++++ Selected passage ++++

There can be few among you who are not aware of the scandals surrounding past selling of financial services such as those listed above. People were given promises, especially with endowment mortgages, of financial performance from their chosen instrument far beyond the ultimate cold reality. Those companies that actively pursued such policies have themselves been touched with the reality of swingeing fines. But an aftertaste is always left behind, usually in the increased burden of regulation raised to ensure that such a thing can never happen again. Of course, it's all done in the name of consumer protection and that's not a bad idea as such.
However, when it comes to regulation, politicians and civil servants have a heavy touch. In their honest desire to achieve fairness for consumers, all too often they impose regulation that stifles a sector and may even make it uneconomic for reasonable and genuine services to continue. Of course, they have to try to take account of a wide range of circumstances in framing regulation but they also need to listen to bodies such as ourselves who can often prevent the unintended consequences of over-regulation causing customer detriment prior to the legislation being enacted.
In the case of the new insurance selling regulations ,that did not happen. The original legislation came out of Brussels from where some 75% of all new UK legislation now comes. But when being implemented into the UK ,it became 'gold-plated' and now reaches far beyond the problem it was designed to resolve.
Companies selling insurance--any insurance--in the UK have to be properly authorised. They've had to comply with tough legislation that includes a high level of training for their staff along with a strict regime of regulation that minutely controls their activities.
In the car rental industry, we fought long and hard to win exemption for a majority of so-called 'insurances'. Baggage and personal injury insurance for example, where sold as a part of the rental package, which now lie outside the scope of the regulation. But that still leaves some valuable, self-chosen products in scope. Products such as overseas breakdown and allied personal insurance and goods in transit are both caught and, in order to sell these, rental companies have to be authorised.
To meet the training requirements to be able to offer these very low-volume products takes around eight hours of tuition for each member of staff. That's a big investment in time to sell a product for a low overall return and many companies are not willing to put in that sort of money for such a small profit. So they don't. But that means they cannot sell the product; this reduces customer choice and that, surely, was not the intention of the legislators in the first place.
It's the law of unintended consequences in full flow.
To put this more into context let me give you a wider application. Take the used car dealer operating in, shall we say, the lower end of the market, and offering vehicles in the sub-1500 [pounds sterling] range to a local community. He's been around for quite some years, offers a good deal to his customers, probably he's even a member of the local Chamber of Commerce. Now he's hit with regulations that forbid him to sell products such as payment protection and even externally sourced warranties, unless he goes through the tortuous process of becoming authorised.
What does he do? All too often he's going to say: "My main business is selling cars. Yes, I'd like to sell insurance products but it simply isn't worth my while." And he withdraws those products. Products that his customers would like and probably need to have, such as payment protection.
What we are increasingly seeing is regulation that, far from protecting customers, is all too often having the opposite effect. In the case of insurance it is leaving customers potentially exposed to risks they would often rather not run. The sledgehammer of over-regulation has all too easily cracked the nut of consumer protection.

++++

> Directive 1
Quote the insurance regulation passage word for word from "To meet the" to "in full flow.".
> Directive 2
According to the insurance regulation passage, how much tuition does each member of staff need to meet the training requirements for offering the low-volume products?
You will not need the records.

++++ Data entries ++++

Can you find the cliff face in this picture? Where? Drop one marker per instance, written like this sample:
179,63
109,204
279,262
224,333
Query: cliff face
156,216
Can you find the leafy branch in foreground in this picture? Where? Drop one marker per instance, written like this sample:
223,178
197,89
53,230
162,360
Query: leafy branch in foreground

++++

> Full solution 1
To meet the training requirements to be able to offer these very low-volume products takes around eight hours of tuition for each member of staff. That's a big investment in time to sell a product for a low overall return and many companies are not willing to put in that sort of money for such a small profit. So they don't. But that means they cannot sell the product; this reduces customer choice and that, surely, was not the intention of the legislators in the first place.
It's the law of unintended consequences in full flow.

> Full solution 2
Around eight hours of tuition.